> **Records**
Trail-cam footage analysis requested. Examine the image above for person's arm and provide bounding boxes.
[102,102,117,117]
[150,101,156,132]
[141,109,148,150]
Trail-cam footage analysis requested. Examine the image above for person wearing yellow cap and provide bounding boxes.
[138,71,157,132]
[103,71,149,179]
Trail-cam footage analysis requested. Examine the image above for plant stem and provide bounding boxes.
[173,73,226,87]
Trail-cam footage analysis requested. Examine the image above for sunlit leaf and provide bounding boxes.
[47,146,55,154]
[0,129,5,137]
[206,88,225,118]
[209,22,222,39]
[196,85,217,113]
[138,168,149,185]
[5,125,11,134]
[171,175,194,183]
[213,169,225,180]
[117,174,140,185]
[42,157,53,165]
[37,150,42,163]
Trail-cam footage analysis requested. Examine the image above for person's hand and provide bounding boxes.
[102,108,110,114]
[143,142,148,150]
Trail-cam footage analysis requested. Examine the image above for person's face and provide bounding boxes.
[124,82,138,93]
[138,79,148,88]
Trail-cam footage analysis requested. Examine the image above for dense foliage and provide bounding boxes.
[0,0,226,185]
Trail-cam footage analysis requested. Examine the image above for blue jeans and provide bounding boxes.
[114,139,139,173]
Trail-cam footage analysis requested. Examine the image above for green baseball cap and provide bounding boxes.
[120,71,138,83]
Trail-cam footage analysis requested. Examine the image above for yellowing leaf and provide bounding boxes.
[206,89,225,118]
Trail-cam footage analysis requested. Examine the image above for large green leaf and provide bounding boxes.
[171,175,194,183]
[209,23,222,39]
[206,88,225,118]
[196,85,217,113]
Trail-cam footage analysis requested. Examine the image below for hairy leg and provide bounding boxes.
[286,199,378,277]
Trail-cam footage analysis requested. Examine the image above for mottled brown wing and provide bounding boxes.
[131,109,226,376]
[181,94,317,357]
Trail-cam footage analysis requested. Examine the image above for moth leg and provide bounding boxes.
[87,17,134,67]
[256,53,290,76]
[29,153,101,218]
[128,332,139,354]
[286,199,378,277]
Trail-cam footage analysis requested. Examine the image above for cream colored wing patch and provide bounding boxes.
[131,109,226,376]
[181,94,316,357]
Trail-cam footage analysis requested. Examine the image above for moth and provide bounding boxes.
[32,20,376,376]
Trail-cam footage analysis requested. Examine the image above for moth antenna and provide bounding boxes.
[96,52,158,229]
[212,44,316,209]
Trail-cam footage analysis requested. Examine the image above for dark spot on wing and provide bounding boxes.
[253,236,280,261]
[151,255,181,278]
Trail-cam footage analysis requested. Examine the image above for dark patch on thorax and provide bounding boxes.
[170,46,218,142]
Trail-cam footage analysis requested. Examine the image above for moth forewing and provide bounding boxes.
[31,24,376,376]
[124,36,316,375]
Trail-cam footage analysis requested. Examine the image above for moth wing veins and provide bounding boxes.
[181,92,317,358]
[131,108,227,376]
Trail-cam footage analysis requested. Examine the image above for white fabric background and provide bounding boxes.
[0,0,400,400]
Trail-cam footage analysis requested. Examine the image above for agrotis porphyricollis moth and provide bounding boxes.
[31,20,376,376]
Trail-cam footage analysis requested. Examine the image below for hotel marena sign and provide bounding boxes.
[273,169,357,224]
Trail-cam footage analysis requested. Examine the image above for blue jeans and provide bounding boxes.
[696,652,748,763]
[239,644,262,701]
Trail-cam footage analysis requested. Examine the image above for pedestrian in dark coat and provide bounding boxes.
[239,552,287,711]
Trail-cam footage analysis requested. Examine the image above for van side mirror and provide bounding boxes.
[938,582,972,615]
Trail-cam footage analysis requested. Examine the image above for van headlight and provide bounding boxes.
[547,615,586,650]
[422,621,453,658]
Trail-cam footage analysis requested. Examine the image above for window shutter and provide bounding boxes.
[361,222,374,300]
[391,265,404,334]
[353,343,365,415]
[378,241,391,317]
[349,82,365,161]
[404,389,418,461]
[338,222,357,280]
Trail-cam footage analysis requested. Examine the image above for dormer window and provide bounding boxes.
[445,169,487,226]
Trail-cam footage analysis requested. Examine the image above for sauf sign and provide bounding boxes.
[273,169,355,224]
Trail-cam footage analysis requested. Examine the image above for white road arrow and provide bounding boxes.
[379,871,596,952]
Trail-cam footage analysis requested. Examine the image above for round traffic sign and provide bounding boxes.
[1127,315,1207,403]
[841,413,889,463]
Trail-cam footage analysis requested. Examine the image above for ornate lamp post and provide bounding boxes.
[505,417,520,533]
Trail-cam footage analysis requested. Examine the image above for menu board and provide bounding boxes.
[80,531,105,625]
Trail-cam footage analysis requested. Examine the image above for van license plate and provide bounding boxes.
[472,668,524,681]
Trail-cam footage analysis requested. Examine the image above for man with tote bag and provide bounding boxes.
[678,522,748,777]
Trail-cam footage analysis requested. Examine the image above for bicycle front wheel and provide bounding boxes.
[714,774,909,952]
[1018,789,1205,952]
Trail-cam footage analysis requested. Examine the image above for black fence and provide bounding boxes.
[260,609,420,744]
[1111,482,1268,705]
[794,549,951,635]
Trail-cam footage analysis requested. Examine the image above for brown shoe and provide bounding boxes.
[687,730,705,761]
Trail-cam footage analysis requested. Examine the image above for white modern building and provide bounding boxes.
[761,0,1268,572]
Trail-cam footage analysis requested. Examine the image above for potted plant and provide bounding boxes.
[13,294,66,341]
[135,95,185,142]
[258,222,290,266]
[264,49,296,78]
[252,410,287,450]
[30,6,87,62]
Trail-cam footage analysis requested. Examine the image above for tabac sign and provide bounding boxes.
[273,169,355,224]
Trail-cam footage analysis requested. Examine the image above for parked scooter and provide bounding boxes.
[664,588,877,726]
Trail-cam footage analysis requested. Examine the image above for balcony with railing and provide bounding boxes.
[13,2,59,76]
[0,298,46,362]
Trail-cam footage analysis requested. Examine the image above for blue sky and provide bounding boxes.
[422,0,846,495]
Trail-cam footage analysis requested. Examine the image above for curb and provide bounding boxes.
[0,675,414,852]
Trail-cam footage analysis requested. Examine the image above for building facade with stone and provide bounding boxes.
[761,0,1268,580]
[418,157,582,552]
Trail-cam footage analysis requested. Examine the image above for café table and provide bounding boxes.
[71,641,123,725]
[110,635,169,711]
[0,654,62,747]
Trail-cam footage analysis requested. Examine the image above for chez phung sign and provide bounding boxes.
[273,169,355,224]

> **Aim**
Format each line of the listing above as a row in a Markdown table, leaving out blank lines. Use two columns: No. for the row number and Entry for the line itself.

> **In response**
| No. | Entry |
|---|---|
| 1 | Trail-cam footage analysis requested. Examine the image above for person's arm and provide bounding boxes. |
| 2 | [102,102,117,117] |
| 3 | [150,101,156,132] |
| 4 | [141,109,148,150] |
| 5 | Trail-cam footage analysis requested. Examine the image above for person wearing yellow cap and provide bounding boxes. |
| 6 | [138,71,157,132] |
| 7 | [103,71,149,179] |
| 8 | Trail-cam footage analysis requested. Examine the image above for plant stem and provide bounding boxes. |
| 9 | [173,73,226,87] |
| 10 | Trail-cam footage analysis requested. Examine the image above for sunlit leaf and provide bounding boxes. |
| 11 | [47,146,55,154] |
| 12 | [0,129,5,137] |
| 13 | [206,88,225,118] |
| 14 | [209,22,222,39] |
| 15 | [196,85,217,113] |
| 16 | [138,168,149,185] |
| 17 | [5,125,11,134] |
| 18 | [171,175,194,183] |
| 19 | [213,169,225,180] |
| 20 | [117,174,140,185] |
| 21 | [42,157,53,165] |
| 22 | [37,150,42,163] |
| 23 | Trail-cam footage analysis requested. Examine the image above for person's hand and provide bounding boxes. |
| 24 | [102,108,110,114] |
| 25 | [143,142,148,150] |
| 26 | Trail-cam footage analysis requested. Examine the image above for person's face and provide bounding boxes. |
| 27 | [124,82,138,93] |
| 28 | [138,79,148,88] |
| 29 | Trail-cam footage analysis requested. Examine the image above for dense foliage and provide bounding boxes. |
| 30 | [0,0,226,185] |
| 31 | Trail-cam footage analysis requested. Examine the image above for blue jeans and provide bounding boxes. |
| 32 | [114,139,139,173] |
| 33 | Trail-cam footage analysis requested. Examine the image above for green baseball cap and provide bounding boxes. |
| 34 | [120,71,138,83] |
| 35 | Trail-cam footage analysis requested. Examine the image above for yellowing leaf and provide bounding boxes. |
| 36 | [206,89,225,118] |
| 37 | Trail-cam footage analysis requested. Examine the image above for large green leaf and provide bounding boxes. |
| 38 | [171,175,194,183] |
| 39 | [209,23,222,39] |
| 40 | [206,88,225,118] |
| 41 | [196,85,217,113] |
| 42 | Trail-cam footage analysis requested. Examine the image below for hairy leg and provide bounding boxes. |
| 43 | [286,199,378,277] |
| 44 | Trail-cam footage analysis requested. Examine the image above for mottled brown wing and provide bounding boxes. |
| 45 | [131,109,226,376] |
| 46 | [181,94,317,357] |
| 47 | Trail-cam footage analysis requested. Examine the image above for moth leg and provide bounding boxes. |
| 48 | [87,17,134,67] |
| 49 | [256,53,290,76] |
| 50 | [29,153,101,218] |
| 51 | [128,332,139,354] |
| 52 | [286,199,378,277] |
| 53 | Trail-cam footage analysis requested. Examine the image above for cream colored wing patch and provide bounding boxes. |
| 54 | [131,109,226,376] |
| 55 | [181,94,316,357] |
| 56 | Trail-cam footage analysis requested. Examine the image above for moth and provide bounding boxes. |
| 57 | [32,20,376,376] |
| 58 | Trail-cam footage analysis requested. Examine the image above for moth antenna and provide bounding boxes. |
| 59 | [96,52,158,229] |
| 60 | [212,44,316,209] |
| 61 | Trail-cam footage analysis requested. Examine the image above for dark spot on wing and provide bounding boxes. |
| 62 | [253,236,280,261] |
| 63 | [151,255,181,278] |
| 64 | Trail-cam footage analysis requested. Examine the image above for dark patch on thorax and provide bounding boxes. |
| 65 | [170,46,218,142] |
| 66 | Trail-cam footage analysis requested. Examine the image above for moth forewing and provide bounding boxes. |
| 67 | [31,24,376,376] |
| 68 | [124,36,316,375] |
| 69 | Trail-cam footage analysis requested. Examine the image above for moth wing veins and provide bounding boxes. |
| 70 | [181,92,317,358] |
| 71 | [131,108,227,376] |
| 72 | Trail-cam footage analysis requested. Examine the image above for white fabric background and provide bounding boxes. |
| 73 | [0,0,400,400] |
| 74 | Trail-cam footage analysis requested. Examine the image above for agrotis porphyricollis moth and provide bounding boxes. |
| 75 | [31,20,376,376] |
| 76 | Trail-cam footage analysis requested. Examine the image below for hotel marena sign and provide bounding boxes. |
| 77 | [273,169,357,224] |
| 78 | Trail-cam footage analysis requested. Examine the image above for blue jeans and provide bounding boxes. |
| 79 | [696,652,748,763] |
| 80 | [239,644,262,701] |
| 81 | Trail-cam footage analysis requested. Examine the image above for pedestrian in dark coat and provide bounding boxes. |
| 82 | [239,552,287,711] |
| 83 | Trail-cam footage analysis requested. Examine the image above for van side mirror and provide bounding boxes. |
| 84 | [938,582,972,615] |
| 85 | Trail-cam footage analysis requested. Examine the image above for van headlight and provide bounding boxes. |
| 86 | [547,615,586,650] |
| 87 | [422,621,453,658] |
| 88 | Trail-cam footage analysis requested. Examine the image above for window shutter and provide bounding boxes. |
| 89 | [361,222,374,300] |
| 90 | [391,265,404,334] |
| 91 | [353,343,365,415] |
| 92 | [378,241,391,317] |
| 93 | [349,82,365,161] |
| 94 | [404,389,418,461] |
| 95 | [338,222,357,280] |
| 96 | Trail-cam footage analysis requested. Examine the image above for dormer window and provide bounding boxes. |
| 97 | [445,169,487,226] |
| 98 | Trail-cam footage analysis requested. Examine the image above for sauf sign and provide bounding boxes. |
| 99 | [273,169,355,224] |
| 100 | Trail-cam footage analysis requested. Examine the image above for white road arrow and provide bounding boxes. |
| 101 | [379,871,596,952] |
| 102 | Trail-cam footage analysis requested. Examine the image above for round traffic sign and provide bounding boxes. |
| 103 | [1127,315,1207,403] |
| 104 | [841,413,889,463] |
| 105 | Trail-cam footage analysis requested. Examine the image above for ornate lamp post and provide bounding boxes. |
| 106 | [505,417,520,533] |
| 107 | Trail-cam footage analysis requested. Examine the image above for menu board and provide bounding boxes. |
| 108 | [80,531,105,625] |
| 109 | Trail-cam footage analysis requested. Examine the image above for van license plate and provide bounding boxes. |
| 110 | [472,668,524,681] |
| 111 | Trail-cam footage analysis requested. Examine the image above for man with tote bag and provide bounding boxes. |
| 112 | [678,522,748,777] |
| 113 | Trail-cam footage analysis requested. Examine the image above for bicycle front wheel and provide bounding boxes. |
| 114 | [714,774,909,952] |
| 115 | [1018,789,1205,952] |
| 116 | Trail-cam footage analysis requested. Examine the image above for black fence and provide bounding boxes. |
| 117 | [260,609,420,744] |
| 118 | [1111,482,1268,705] |
| 119 | [794,549,951,635] |
| 120 | Trail-cam footage analysis requested. Examine the image above for brown shoe and provide bounding boxes. |
| 121 | [687,730,705,761] |
| 122 | Trail-cam footage analysis requested. Examine the image above for white modern building and provide bounding boxes. |
| 123 | [761,0,1268,572] |
| 124 | Trail-cam footage analysis requested. Examine the image above for potted plant and provide bounding boxes. |
| 125 | [13,294,66,341] |
| 126 | [135,95,185,142] |
| 127 | [258,222,290,266] |
| 128 | [264,49,296,78] |
| 129 | [252,410,287,450] |
| 130 | [30,6,87,62] |
| 131 | Trail-cam footage analysis requested. Examine the image above for tabac sign and provide bounding boxes. |
| 132 | [273,169,355,224] |
| 133 | Trail-cam footage analysis requested. Examine the image above for parked scooter and provide bounding boxes. |
| 134 | [664,588,877,726] |
| 135 | Trail-cam footage analysis requested. Examine the image above for balcony with railing and provide bounding boxes. |
| 136 | [13,2,59,76] |
| 137 | [0,298,46,362] |
| 138 | Trail-cam footage analysis requested. Examine the image above for blue sky and provide bounding boxes. |
| 139 | [422,0,846,495] |
| 140 | Trail-cam footage analysis requested. Examine the image above for curb and provide bounding boxes. |
| 141 | [0,675,414,852] |
| 142 | Trail-cam footage analysis requested. Examine the image above for building facade with stone and provide bounding boxes. |
| 143 | [761,0,1268,580] |
| 144 | [418,157,582,552] |
| 145 | Trail-cam footage analysis requested. Examine the image above for café table and provide bounding boxes. |
| 146 | [71,641,123,725] |
| 147 | [110,635,169,711] |
| 148 | [0,654,62,747] |
| 149 | Trail-cam footage analysis requested. Examine the image above for chez phung sign and provide bounding boxes. |
| 150 | [273,169,355,224] |